Chandigarh, January 19.2020: If India has to be a US$ 5 trillion (Rs. 350 Lakh-Crore) economy, our students need to learn to Think Computationally, which is what advanced economies are mastering and Urvi Guglani, a technology evangelist from the University of California, Berkeley (USA), is advocating in India.
UC Berkeley is the number one public university in the world in Computer Science and has 22 Nobel Laureates and has won over 350 Olympic medals over its 150 years.
Urvi is propagating the concept of Computational Thinking (CT), which helps students develop skills to solve problems in the new digital age. On Wednesday, Urvi took two workshops in Manav Mangal World School Mohali.
All professions are being impacted by computers from literature to legal. Many jobs are getting wiped out from those in Kirana stores to voice call centers. At the same time, huge jobs are being created for those who understand how to harness computers.
As per McKinsey, almost 30 percent of jobs in 2030 are those not even created today. These jobs are likely to be for those who can harness the computational technologies. However, the problem with computers is that they are “mindless” they cannot do something because it is obvious.
—————
Problems
A. Can you print the article on Computational Thinking between "All professions are" and "it is obvious.", inclusive?
B. What is the Spanish translation of this sentence from the article on Computational Thinking: "As per McKinsey, almost 30 percent of jobs in 2030 are those not even created today."?
You can leave the records aside; they aren't needed here.
—————
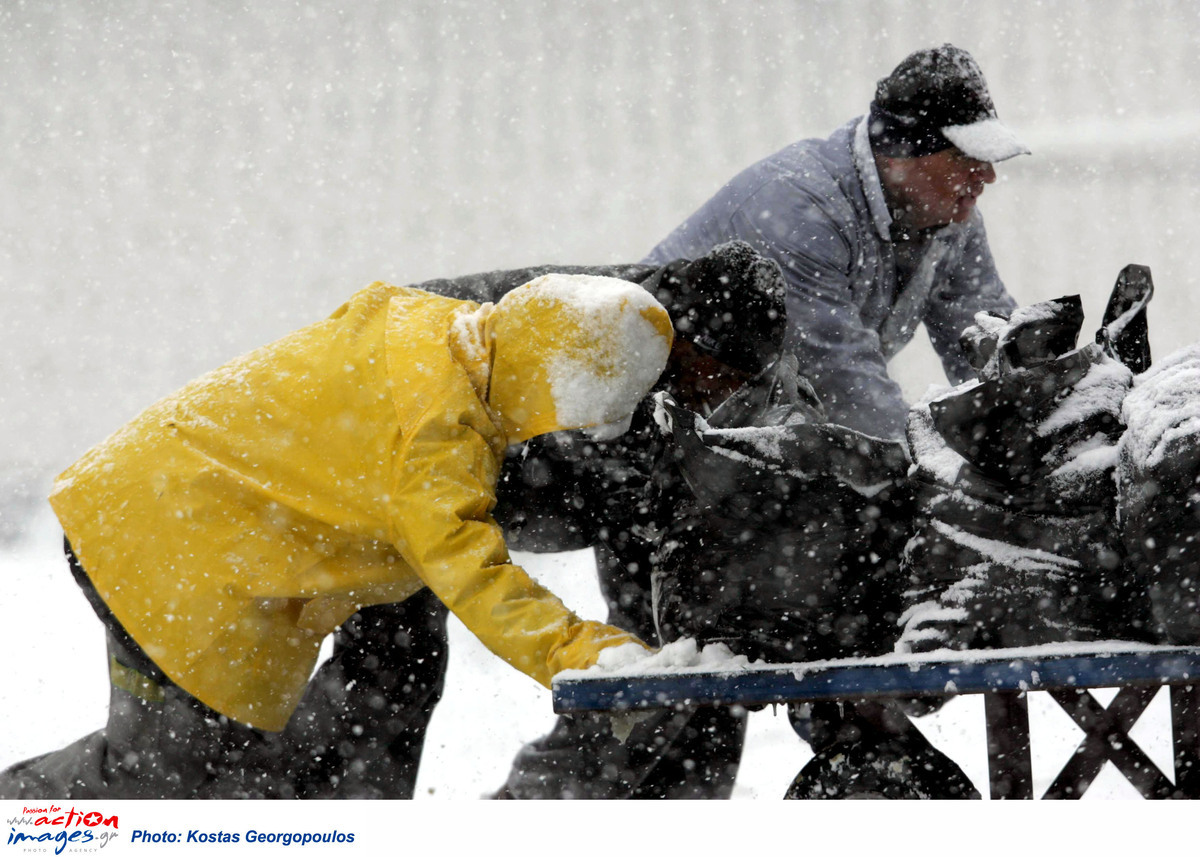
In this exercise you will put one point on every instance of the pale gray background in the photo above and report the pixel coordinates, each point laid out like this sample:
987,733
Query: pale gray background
184,181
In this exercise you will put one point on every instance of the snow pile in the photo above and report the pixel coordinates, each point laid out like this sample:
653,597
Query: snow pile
682,655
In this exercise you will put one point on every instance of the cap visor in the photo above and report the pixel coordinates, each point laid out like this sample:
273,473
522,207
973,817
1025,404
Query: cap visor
988,139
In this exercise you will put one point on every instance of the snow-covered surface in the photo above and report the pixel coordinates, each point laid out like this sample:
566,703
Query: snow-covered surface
55,689
1164,406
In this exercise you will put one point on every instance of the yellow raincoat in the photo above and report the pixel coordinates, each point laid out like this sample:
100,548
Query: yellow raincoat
235,523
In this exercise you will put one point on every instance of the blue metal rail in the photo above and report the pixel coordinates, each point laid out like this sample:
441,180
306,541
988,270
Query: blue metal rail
1032,669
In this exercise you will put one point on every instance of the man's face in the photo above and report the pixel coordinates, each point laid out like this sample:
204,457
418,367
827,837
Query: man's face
700,382
934,190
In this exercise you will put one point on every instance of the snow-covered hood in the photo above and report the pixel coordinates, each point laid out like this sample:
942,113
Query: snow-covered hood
574,352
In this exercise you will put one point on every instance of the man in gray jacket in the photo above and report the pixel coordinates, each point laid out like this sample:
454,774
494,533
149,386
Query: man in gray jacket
876,231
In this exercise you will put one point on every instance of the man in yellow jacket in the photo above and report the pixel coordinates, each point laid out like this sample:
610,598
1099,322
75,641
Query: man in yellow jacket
227,529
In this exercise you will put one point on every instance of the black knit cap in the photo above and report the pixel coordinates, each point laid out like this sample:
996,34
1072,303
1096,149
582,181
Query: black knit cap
934,100
729,304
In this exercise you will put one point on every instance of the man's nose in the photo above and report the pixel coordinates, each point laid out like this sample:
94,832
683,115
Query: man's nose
984,172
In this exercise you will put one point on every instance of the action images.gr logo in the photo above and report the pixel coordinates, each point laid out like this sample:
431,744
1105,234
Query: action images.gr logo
37,828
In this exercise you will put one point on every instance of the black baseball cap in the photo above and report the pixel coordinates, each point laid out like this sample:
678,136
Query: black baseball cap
934,100
729,304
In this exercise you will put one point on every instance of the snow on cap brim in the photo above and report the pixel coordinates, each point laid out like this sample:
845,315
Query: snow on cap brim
988,139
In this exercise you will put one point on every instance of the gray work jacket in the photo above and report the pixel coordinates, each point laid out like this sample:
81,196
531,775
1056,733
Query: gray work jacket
817,209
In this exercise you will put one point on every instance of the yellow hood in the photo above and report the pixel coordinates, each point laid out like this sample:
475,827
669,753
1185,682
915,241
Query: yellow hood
574,352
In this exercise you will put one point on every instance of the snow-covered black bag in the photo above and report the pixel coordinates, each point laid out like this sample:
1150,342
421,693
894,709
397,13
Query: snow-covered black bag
790,547
1158,493
1015,534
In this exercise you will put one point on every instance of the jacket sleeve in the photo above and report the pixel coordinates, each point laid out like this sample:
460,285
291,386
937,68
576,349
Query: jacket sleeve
840,355
441,513
973,286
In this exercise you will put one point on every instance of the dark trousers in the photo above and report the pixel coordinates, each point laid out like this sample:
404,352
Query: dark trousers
357,733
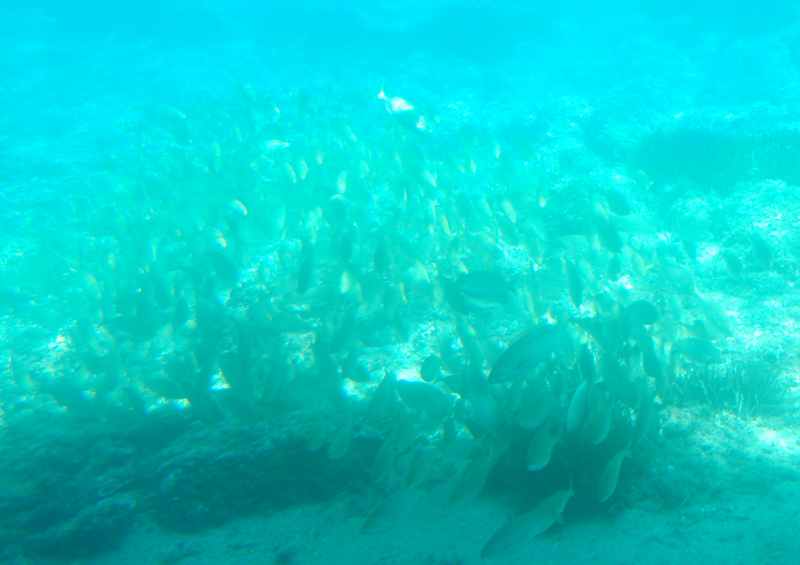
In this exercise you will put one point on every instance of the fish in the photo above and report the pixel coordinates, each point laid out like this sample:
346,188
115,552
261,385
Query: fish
520,529
697,349
540,447
541,344
535,403
607,481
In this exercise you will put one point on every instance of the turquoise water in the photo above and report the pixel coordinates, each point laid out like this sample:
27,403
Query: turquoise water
256,259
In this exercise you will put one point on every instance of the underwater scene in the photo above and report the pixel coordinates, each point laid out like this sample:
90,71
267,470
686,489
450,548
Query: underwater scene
427,283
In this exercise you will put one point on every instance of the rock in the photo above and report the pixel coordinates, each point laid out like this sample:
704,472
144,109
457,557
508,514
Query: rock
95,529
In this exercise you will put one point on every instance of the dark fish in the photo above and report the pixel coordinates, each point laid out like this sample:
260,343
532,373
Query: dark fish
542,343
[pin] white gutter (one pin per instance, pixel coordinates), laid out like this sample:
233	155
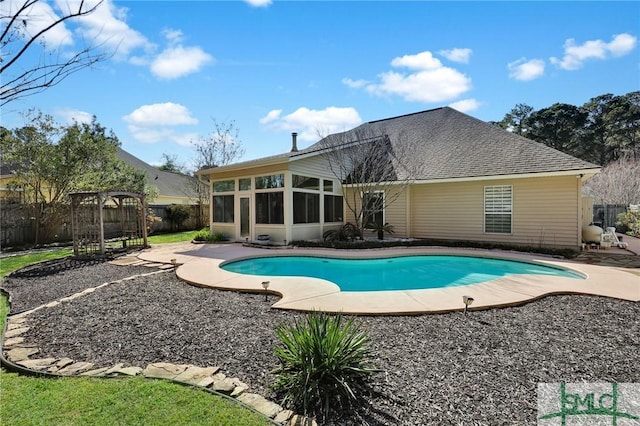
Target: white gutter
580	173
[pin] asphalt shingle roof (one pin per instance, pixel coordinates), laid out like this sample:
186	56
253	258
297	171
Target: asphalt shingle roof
450	144
168	184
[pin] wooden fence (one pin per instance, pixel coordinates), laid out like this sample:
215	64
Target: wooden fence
18	226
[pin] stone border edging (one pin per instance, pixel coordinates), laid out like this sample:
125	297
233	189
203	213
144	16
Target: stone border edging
208	379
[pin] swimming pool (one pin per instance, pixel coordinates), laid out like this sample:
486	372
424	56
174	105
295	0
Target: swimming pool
394	273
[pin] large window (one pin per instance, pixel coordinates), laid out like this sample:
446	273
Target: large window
373	209
498	209
270	207
306	207
223	208
244	184
333	208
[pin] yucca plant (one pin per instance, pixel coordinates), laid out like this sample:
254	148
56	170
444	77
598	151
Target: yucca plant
325	363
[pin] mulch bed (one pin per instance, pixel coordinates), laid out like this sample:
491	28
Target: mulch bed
436	369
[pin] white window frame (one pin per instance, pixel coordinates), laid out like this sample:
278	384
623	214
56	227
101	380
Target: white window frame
498	200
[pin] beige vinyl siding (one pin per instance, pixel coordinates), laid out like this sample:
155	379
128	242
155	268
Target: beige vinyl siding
545	211
312	166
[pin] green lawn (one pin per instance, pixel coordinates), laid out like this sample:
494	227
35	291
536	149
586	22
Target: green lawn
91	401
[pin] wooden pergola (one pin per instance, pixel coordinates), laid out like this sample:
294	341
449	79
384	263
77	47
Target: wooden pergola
95	234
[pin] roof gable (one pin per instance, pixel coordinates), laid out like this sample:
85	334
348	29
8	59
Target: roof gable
449	144
168	184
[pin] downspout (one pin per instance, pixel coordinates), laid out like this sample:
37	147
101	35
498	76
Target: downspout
207	181
580	212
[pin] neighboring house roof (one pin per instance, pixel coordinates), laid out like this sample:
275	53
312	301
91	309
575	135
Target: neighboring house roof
450	145
168	184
—————
Results for each task
A.
All professions are being impacted by computers from literature to legal. Many jobs are getting wiped out from those in Kirana stores to voice call centers. At the same time, huge jobs are being created for those who understand how to harness computers.
As per McKinsey, almost 30 percent of jobs in 2030 are those not even created today. These jobs are likely to be for those who can harness the computational technologies. However, the problem with computers is that they are “mindless” they cannot do something because it is obvious.

B. Según McKinsey, casi el 30 por ciento de los empleos de 2030 son aquellos que ni siquiera se han creado hoy.